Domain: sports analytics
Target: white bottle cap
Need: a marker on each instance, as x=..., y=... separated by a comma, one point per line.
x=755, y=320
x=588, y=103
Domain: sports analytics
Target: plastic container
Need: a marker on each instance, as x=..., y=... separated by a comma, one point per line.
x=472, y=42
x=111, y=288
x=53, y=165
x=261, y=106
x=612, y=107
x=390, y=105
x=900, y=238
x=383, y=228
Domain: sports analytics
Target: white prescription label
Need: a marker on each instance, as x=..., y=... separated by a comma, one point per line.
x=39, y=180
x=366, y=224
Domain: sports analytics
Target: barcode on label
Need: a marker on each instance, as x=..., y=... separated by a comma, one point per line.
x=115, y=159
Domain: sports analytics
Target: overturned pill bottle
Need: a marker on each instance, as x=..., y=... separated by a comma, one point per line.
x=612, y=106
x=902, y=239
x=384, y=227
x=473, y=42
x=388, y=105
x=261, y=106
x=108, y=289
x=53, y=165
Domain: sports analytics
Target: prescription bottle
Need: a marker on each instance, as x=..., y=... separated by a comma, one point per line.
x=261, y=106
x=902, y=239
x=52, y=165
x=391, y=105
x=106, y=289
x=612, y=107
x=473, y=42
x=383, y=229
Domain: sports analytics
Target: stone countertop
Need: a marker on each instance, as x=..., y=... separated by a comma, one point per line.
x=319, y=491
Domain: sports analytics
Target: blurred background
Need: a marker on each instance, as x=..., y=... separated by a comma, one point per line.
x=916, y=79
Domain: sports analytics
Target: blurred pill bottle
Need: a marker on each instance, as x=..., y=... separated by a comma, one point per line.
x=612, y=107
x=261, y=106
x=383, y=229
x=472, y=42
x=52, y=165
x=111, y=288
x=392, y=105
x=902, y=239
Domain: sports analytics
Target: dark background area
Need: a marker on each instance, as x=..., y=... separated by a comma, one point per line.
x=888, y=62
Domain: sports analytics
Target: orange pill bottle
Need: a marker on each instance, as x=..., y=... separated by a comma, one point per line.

+-------+

▸ **STATED TASK**
Repeat the data above exactly.

▸ **TASK OUTPUT**
Domain: sports analytics
Target: white bottle cap
Need: a marker on each instance, as x=..., y=... separated by a comma, one point per line.
x=755, y=320
x=588, y=103
Domain: sports analytics
Target: plastic container
Need: a marker on each instance, as x=..., y=... separated by a comma, one point per line.
x=472, y=42
x=111, y=288
x=53, y=165
x=261, y=106
x=612, y=107
x=390, y=105
x=900, y=238
x=383, y=228
Domain: sports analytics
Target: white prescription label
Need: a marker on each instance, as x=..., y=... separated by a comma, one point per line.
x=39, y=180
x=366, y=224
Domain: sports analytics
Target: barcode on label
Need: a marker on each instance, as x=..., y=... separated by a comma, one point per line.
x=115, y=159
Domain: sports analytics
Target: overturned pill bottle
Need: a marker on each instance, as x=..., y=... separated by a comma, one point per line.
x=612, y=106
x=902, y=239
x=384, y=227
x=473, y=42
x=388, y=105
x=261, y=106
x=108, y=289
x=53, y=165
Domain: sports analytics
Target: prescription bottle
Need: a marker on each instance, as x=..., y=... separated by a comma, one point per line.
x=261, y=106
x=902, y=239
x=52, y=165
x=391, y=105
x=106, y=289
x=612, y=107
x=473, y=42
x=383, y=229
Domain: sports analytics
Target: stone countertop
Need: a marker on each instance, as x=..., y=... separated by a comma, one point per line.
x=319, y=491
Domain: sports analytics
Target: blurred background
Need: a marker on each instance, as x=..., y=... separated by a comma, one point per line.
x=916, y=79
Domain: sports analytics
Target: blurred pill bottle
Need: a marker on each instance, as x=..., y=... separated by a comma, one point per line.
x=612, y=107
x=261, y=106
x=383, y=229
x=472, y=42
x=52, y=165
x=111, y=288
x=392, y=105
x=902, y=239
Domain: sports analytics
Target: dark background area
Need: a marker on each instance, as x=..., y=... separated by a comma, one point per line.
x=888, y=62
Domain: sports analytics
Target: orange pill bottle
Need: a marker on each instance, as x=..., y=... separated by a comma, one point per line.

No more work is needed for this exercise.